### GIVEN EXERCISE A
Update the essay on campus speech limits from "n a recent classroom" to "decision  is not neutral.", replacing "student" with "pupil".

--*--

María Del Carmen Unda | Texas Observer| February 20, 2026, 2:23 PM, CST

n a recent classroom conversation, a student asked whether it was still “allowed” to talk about immigration policy in relation to Texas history. He did not ask because the topic was abstract. He asked because his family lives at the center of it.

That question should concern all of us.

The University of Texas System’s new policy limiting the discussion of “controversial topics” is being framed as a safeguard—an effort to restore “trust,” ensure “balance,” and prevent faculty from engaging in advocacy. But beneath that language lies something far more troubling: a restructuring of who gets to decide what counts as legitimate knowledge.

And in Texas, that decision  is not neutral.

Calls for “both sides” and “non-advocacy” may sound reasonable on the surface. For generations, women of color have shown that “neutrality” is often a way to police whose stories matter and whose expertise counts. Knowledge rooted in lived experience is repeatedly framed as political, while dominant perspectives are treated as universal.

--*--

### GIVEN EXERCISE B
Write out the records from the line with "Point to the jacket collar, one" through the end of the records, both ends included, leaving the pictures out.

### PROVIDED INFORMATION
--*--

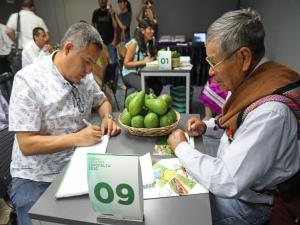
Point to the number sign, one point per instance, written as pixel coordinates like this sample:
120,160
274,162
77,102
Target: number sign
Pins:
164,60
115,186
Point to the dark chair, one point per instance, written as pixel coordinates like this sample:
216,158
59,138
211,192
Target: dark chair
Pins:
6,144
6,80
110,79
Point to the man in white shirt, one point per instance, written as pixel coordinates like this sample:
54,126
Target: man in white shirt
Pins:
36,48
28,21
49,102
259,149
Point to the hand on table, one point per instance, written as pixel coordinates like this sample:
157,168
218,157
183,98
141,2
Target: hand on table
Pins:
109,127
196,126
89,135
175,138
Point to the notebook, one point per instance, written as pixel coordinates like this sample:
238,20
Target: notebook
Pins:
74,182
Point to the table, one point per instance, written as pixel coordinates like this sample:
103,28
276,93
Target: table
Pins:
155,72
197,52
191,209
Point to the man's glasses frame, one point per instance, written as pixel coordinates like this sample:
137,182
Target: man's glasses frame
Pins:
215,65
77,98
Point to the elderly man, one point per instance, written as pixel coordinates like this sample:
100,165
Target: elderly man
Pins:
49,101
36,48
259,149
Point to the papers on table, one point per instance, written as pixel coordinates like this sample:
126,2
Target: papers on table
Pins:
172,180
74,181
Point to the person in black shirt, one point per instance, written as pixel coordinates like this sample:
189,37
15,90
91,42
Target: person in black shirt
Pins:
104,21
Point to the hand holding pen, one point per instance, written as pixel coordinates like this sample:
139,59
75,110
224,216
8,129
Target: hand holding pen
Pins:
89,135
196,126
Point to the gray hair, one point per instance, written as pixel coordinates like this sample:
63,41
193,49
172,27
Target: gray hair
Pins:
236,29
81,34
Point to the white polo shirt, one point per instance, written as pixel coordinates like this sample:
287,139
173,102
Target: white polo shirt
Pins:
42,100
28,21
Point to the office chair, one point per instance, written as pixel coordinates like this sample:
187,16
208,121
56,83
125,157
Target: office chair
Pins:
6,80
110,79
6,144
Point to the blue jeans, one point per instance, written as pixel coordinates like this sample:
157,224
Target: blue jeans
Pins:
112,53
235,212
24,193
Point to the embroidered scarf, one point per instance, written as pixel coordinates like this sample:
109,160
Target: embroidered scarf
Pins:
268,79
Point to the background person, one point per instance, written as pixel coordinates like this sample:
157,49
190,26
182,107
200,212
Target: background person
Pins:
259,152
123,20
28,21
103,20
140,50
36,48
50,99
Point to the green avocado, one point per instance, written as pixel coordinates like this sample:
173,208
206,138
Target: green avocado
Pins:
137,121
129,98
151,120
125,117
167,98
137,103
157,105
166,120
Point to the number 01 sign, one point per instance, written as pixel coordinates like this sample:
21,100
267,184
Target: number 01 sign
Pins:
115,186
164,60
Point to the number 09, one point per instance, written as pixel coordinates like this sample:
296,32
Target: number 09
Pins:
124,191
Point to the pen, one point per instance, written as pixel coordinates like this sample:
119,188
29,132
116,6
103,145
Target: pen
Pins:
86,122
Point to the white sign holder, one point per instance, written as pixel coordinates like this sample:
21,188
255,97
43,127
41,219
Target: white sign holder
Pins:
115,188
164,60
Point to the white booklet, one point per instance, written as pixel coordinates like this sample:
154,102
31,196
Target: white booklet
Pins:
74,181
172,179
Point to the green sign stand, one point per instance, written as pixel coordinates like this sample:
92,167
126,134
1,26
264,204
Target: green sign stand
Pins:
115,188
164,60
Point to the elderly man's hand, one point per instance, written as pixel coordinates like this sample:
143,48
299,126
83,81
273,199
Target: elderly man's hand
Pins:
109,127
89,135
175,138
196,127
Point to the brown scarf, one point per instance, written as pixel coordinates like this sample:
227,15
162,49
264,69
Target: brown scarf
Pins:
267,78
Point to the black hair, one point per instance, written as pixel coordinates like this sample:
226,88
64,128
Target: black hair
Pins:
27,3
36,31
128,5
138,35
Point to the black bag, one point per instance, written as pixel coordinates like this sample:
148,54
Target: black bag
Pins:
15,56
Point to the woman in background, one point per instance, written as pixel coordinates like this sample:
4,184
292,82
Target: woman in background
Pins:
123,20
140,50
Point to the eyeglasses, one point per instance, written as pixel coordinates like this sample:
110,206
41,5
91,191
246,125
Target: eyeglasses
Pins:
215,65
77,99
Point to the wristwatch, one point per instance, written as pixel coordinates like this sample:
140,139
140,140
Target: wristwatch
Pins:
109,116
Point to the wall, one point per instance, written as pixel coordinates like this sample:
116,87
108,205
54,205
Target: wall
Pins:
280,19
189,16
60,14
6,9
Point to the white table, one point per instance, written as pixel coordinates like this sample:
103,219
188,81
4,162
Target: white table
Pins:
155,72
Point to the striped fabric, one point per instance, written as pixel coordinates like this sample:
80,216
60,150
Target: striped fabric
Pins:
289,95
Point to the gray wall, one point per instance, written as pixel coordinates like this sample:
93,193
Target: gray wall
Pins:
189,16
281,21
60,14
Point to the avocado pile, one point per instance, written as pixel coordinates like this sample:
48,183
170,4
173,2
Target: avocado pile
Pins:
148,111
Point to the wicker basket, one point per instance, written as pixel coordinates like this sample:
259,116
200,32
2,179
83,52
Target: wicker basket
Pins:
161,131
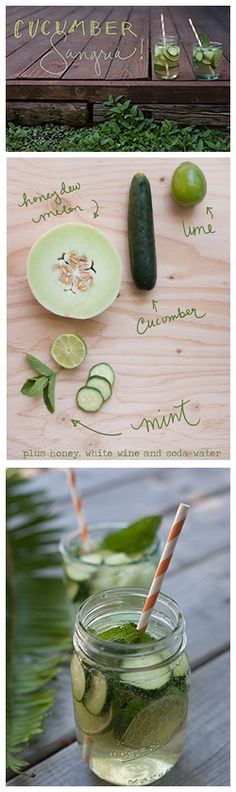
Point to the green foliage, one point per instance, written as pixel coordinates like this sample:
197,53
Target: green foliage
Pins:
126,129
136,538
38,614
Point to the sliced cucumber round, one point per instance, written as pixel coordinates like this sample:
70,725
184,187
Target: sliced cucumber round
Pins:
103,370
101,384
198,56
78,678
91,724
89,399
157,724
95,698
146,678
182,666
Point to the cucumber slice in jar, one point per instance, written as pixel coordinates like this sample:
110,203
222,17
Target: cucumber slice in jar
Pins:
146,678
101,384
78,678
157,723
89,399
91,724
103,370
95,698
198,56
182,666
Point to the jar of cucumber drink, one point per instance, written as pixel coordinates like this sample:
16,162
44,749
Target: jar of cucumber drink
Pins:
110,559
130,689
207,61
167,57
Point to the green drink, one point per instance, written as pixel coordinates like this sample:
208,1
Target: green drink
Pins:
207,61
130,690
167,57
90,571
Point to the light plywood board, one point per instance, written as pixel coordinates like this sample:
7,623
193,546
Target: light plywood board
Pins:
182,360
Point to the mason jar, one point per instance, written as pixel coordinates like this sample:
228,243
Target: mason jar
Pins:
167,57
207,61
130,699
87,573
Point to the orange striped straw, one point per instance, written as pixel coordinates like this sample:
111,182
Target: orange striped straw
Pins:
164,39
195,32
86,750
78,507
164,562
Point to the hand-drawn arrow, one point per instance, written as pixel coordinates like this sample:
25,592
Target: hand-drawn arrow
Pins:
154,305
209,210
96,213
75,422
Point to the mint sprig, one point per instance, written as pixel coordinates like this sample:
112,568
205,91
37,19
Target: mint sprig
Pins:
135,538
43,385
125,634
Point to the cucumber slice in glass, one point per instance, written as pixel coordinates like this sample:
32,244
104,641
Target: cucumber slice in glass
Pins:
182,666
156,724
78,678
153,679
101,384
198,56
89,399
103,370
96,696
217,56
91,724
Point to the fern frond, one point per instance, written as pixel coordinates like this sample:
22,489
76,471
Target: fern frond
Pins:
38,614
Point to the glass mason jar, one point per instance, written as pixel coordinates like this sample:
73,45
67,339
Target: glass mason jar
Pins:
207,61
167,57
87,573
130,700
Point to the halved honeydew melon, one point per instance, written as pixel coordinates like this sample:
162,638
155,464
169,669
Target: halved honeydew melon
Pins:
44,280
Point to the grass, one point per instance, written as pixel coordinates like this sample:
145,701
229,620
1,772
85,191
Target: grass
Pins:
126,129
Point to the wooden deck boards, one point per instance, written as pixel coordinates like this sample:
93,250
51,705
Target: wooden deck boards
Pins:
54,757
60,77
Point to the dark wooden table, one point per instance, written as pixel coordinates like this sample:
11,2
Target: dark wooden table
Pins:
197,578
42,82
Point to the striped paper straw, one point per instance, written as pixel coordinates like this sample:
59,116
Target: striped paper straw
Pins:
164,39
164,562
87,742
195,32
78,507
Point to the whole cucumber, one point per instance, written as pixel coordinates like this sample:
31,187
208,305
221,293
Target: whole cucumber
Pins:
141,235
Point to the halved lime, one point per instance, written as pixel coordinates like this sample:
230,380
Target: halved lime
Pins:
158,722
69,350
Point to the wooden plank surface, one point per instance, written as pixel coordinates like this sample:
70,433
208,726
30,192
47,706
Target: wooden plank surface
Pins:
136,48
205,759
191,578
184,360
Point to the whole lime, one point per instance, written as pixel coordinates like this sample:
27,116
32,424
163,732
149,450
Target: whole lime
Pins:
188,184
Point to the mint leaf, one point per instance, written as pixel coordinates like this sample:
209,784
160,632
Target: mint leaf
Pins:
134,539
34,387
49,393
37,365
126,633
205,41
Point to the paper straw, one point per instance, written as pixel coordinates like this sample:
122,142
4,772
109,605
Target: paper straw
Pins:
195,32
164,39
87,741
78,507
164,562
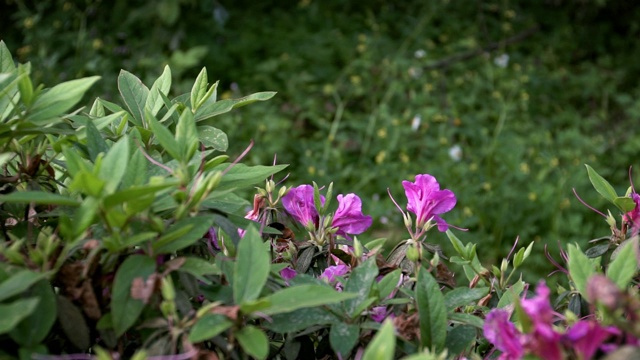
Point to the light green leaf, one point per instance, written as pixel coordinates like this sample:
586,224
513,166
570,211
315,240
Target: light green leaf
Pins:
134,94
301,296
213,138
59,99
209,326
162,85
12,313
601,185
360,281
211,109
253,341
39,197
383,345
580,268
432,311
125,310
251,268
625,265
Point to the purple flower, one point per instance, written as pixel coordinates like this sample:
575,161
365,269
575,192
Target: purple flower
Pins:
349,218
503,334
427,201
585,337
299,203
633,216
329,274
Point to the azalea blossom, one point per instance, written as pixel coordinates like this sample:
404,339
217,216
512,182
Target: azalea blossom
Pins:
427,201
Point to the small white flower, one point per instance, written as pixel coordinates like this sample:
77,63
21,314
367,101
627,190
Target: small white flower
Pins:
415,122
502,60
455,153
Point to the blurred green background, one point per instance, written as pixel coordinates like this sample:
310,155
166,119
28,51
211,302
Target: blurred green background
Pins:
503,101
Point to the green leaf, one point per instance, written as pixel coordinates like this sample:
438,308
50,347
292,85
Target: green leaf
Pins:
360,281
35,327
183,233
12,313
253,341
343,337
213,138
73,324
601,185
59,99
251,268
625,265
162,85
186,136
301,296
211,109
164,136
383,345
624,203
209,326
19,282
114,165
301,319
6,61
432,311
38,197
125,310
463,296
580,268
134,94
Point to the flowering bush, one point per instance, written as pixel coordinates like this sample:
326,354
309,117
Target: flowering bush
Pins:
125,235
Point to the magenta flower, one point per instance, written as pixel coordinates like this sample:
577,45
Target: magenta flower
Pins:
299,203
427,201
633,216
504,335
585,337
349,218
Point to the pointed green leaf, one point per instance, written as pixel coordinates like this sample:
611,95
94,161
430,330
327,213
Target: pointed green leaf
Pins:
251,268
211,109
209,326
39,197
301,296
134,94
383,345
253,341
625,265
432,311
162,85
601,185
125,310
580,268
59,99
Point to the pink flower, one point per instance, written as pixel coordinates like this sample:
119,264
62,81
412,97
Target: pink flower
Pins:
427,201
299,203
349,218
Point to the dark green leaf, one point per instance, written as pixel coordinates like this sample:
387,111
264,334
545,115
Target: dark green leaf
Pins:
343,337
12,313
360,281
463,296
38,197
59,99
296,297
73,324
251,268
253,341
134,94
125,309
432,311
209,326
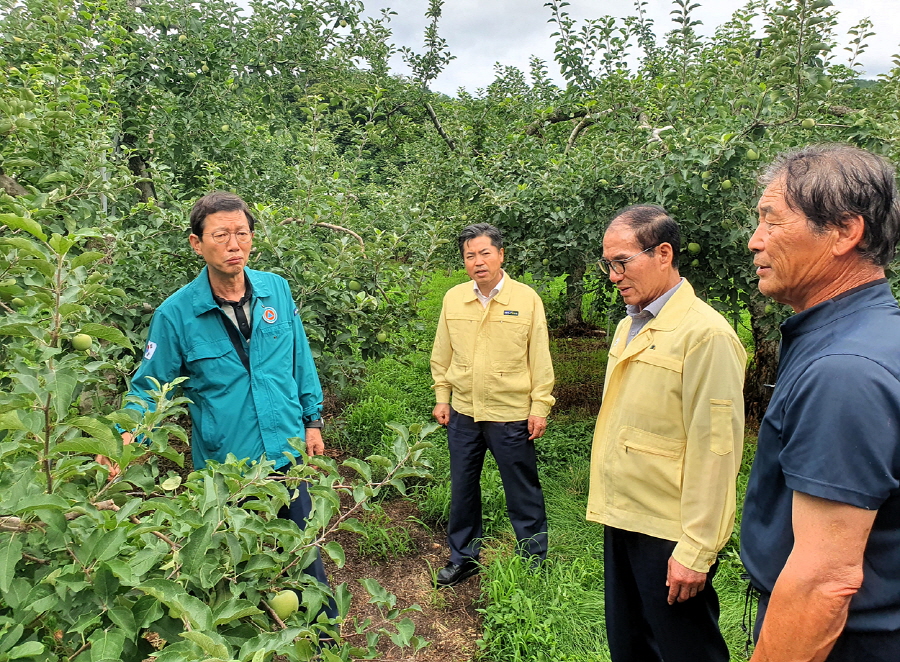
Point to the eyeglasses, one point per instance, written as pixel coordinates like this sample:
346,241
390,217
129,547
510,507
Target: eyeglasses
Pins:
222,236
618,265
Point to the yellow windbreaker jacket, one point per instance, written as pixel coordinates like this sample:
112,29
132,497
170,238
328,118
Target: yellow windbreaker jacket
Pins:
669,436
493,363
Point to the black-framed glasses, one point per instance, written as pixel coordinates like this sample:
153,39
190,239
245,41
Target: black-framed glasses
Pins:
222,236
618,266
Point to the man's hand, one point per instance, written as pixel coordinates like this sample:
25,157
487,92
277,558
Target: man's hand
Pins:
683,582
314,443
537,425
441,413
114,471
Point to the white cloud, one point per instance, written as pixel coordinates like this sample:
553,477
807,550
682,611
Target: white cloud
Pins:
482,32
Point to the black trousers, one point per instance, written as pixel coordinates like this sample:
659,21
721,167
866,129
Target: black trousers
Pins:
515,456
850,646
641,625
297,513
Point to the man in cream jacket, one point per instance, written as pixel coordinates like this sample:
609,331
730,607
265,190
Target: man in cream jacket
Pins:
492,381
667,449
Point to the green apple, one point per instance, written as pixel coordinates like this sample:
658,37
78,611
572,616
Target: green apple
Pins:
285,603
82,341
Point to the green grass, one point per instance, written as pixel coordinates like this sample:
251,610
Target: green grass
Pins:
557,613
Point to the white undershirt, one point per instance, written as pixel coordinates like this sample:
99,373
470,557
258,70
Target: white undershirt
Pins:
485,300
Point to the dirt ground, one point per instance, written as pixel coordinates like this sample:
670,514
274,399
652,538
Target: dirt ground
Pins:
448,620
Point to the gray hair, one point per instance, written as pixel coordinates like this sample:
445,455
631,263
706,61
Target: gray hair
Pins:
471,232
214,202
652,226
832,183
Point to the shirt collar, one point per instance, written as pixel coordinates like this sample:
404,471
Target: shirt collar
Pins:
494,292
875,292
652,309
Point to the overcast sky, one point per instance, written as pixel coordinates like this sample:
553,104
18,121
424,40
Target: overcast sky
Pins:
481,33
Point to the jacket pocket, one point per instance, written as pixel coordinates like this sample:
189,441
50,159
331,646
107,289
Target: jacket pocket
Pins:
647,475
721,433
508,385
208,350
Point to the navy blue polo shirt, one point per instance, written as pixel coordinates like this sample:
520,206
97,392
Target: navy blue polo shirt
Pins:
832,430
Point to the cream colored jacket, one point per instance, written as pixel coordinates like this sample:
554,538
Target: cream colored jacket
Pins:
493,363
669,436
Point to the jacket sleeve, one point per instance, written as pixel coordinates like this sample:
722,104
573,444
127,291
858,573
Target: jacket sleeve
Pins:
713,410
163,361
441,356
309,388
540,365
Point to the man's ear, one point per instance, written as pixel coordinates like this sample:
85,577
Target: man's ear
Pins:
848,235
666,252
195,243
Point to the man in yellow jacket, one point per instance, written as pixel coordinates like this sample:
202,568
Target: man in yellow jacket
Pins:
492,381
667,449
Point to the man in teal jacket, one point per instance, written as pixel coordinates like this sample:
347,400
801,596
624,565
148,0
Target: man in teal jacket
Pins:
235,333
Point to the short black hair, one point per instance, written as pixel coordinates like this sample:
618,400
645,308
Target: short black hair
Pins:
831,183
652,226
475,230
215,202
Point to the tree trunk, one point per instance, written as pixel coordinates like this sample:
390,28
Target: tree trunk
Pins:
138,168
763,368
574,294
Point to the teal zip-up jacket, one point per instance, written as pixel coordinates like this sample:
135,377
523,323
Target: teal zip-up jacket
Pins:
233,411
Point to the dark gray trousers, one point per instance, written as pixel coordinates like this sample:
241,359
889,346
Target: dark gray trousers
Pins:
515,455
641,625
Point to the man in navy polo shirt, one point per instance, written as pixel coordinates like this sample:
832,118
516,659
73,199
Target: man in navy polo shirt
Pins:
821,525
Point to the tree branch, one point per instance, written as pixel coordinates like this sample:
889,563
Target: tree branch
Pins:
585,122
332,226
440,129
555,118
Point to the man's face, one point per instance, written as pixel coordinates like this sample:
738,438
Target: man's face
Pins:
792,261
484,262
229,258
646,277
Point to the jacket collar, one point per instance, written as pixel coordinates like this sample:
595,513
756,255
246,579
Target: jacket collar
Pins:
502,297
202,299
668,319
675,309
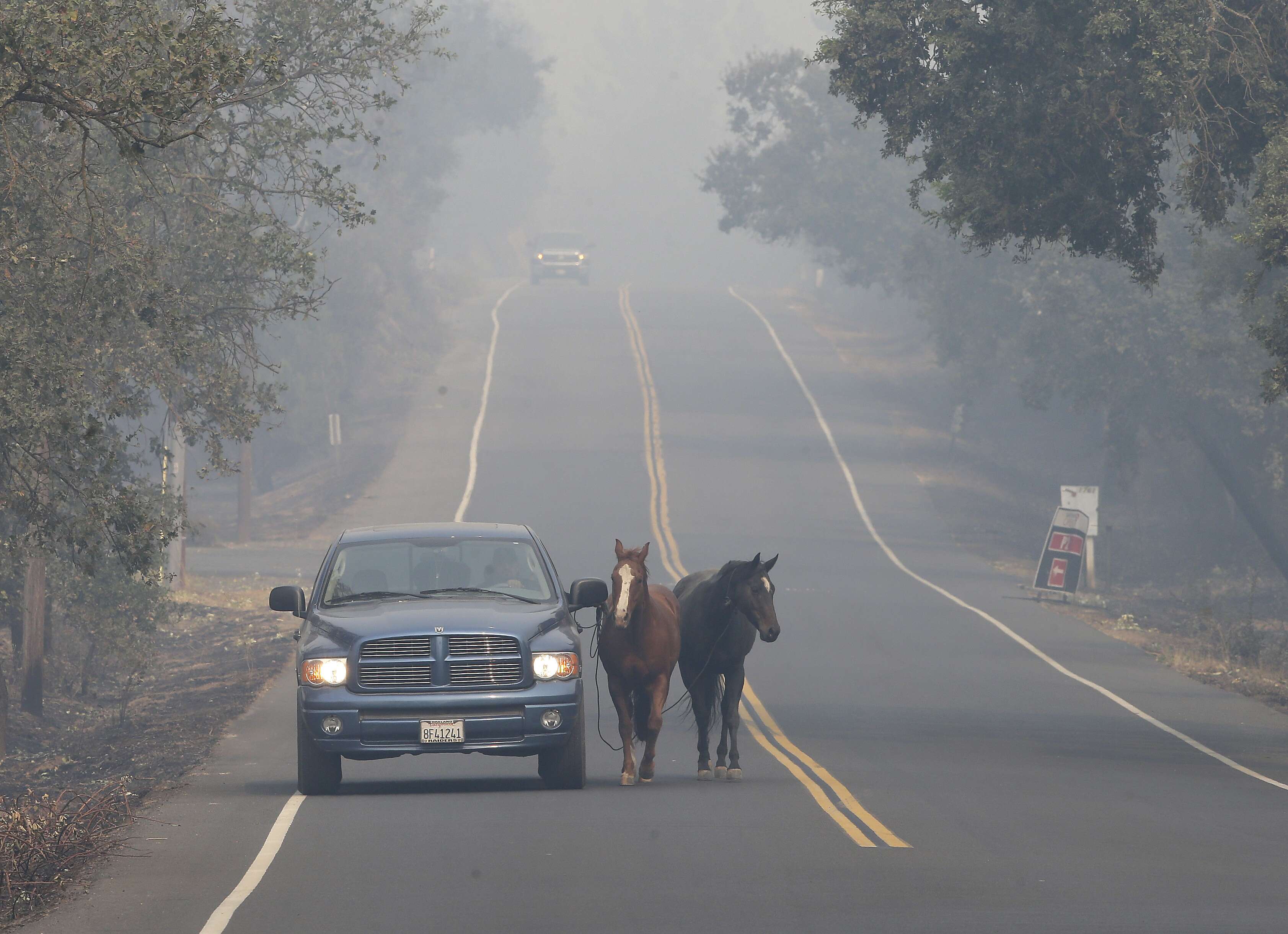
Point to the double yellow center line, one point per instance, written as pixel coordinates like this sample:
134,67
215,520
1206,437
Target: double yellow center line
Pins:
835,799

--*--

### WRITTEN RESPONSE A
n a recent classroom conversation, a pupil asked whether it was still “allowed” to talk about immigration policy in relation to Texas history. He did not ask because the topic was abstract. He asked because his family lives at the center of it.

That question should concern all of us.

The University of Texas System’s new policy limiting the discussion of “controversial topics” is being framed as a safeguard—an effort to restore “trust,” ensure “balance,” and prevent faculty from engaging in advocacy. But beneath that language lies something far more troubling: a restructuring of who gets to decide what counts as legitimate knowledge.

And in Texas, that decision  is not neutral.

### WRITTEN RESPONSE B
Point to the jacket collar, one point per instance, written as pixel coordinates like this sample:
595,513
756,255
246,579
Target: jacket collar
Pins:
502,297
202,299
668,319
675,309
Point to the double yellow center line, one point per instance, written as pixel coordinates like this sample:
134,67
215,520
1206,437
Target: double yellow center line
Pins:
835,799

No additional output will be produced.